--- SOURCE INFORMATION ---

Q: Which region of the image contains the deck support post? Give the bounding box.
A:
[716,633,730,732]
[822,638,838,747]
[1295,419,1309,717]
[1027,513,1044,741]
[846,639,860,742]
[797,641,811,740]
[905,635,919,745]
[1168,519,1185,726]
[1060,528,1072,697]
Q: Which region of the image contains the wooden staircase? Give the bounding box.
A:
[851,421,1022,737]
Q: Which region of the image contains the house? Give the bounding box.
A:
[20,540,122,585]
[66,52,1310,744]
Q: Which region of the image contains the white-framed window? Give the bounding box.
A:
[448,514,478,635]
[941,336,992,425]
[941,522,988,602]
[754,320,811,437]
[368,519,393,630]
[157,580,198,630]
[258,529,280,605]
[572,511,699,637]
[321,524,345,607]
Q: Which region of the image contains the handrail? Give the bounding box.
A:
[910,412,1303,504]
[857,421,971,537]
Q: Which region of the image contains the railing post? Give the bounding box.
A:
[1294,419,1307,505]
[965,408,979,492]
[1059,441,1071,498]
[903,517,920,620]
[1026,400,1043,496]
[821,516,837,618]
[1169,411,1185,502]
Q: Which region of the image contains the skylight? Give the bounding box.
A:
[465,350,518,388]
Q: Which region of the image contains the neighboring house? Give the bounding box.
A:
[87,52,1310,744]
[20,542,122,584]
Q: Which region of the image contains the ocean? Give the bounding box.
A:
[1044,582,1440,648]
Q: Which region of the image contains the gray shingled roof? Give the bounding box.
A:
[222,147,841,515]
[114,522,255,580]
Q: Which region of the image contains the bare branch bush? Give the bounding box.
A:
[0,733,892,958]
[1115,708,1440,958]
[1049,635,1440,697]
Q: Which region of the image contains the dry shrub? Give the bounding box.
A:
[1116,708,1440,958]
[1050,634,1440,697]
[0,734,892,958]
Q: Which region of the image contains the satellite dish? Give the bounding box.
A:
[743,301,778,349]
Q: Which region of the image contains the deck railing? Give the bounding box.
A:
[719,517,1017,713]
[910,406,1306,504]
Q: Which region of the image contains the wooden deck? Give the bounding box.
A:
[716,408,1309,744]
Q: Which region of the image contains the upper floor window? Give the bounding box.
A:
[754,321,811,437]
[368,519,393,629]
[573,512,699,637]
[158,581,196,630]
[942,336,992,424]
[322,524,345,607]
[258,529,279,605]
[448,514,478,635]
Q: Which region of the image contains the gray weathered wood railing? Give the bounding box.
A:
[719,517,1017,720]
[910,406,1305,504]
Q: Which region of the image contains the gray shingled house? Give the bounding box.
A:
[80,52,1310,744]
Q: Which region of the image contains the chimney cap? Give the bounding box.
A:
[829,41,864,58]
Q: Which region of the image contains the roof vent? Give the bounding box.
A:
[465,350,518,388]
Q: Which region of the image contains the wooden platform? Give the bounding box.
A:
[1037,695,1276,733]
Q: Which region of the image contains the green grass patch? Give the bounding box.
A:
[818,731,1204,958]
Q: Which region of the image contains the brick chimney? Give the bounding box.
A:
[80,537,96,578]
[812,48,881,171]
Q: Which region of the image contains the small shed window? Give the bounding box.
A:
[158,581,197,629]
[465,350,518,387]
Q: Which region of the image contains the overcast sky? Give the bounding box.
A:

---

TASK REQUIREMENTS —
Looking over the records, find each line with the word "wooden" and copy it.

FINAL ANSWER —
Q: Which region of the image contains the wooden staircase? Give the bounding box.
Q: Which region of the image contains the wooden deck? Give the bounding box.
Q: Which region of the image contains the wooden platform? Give the bounding box.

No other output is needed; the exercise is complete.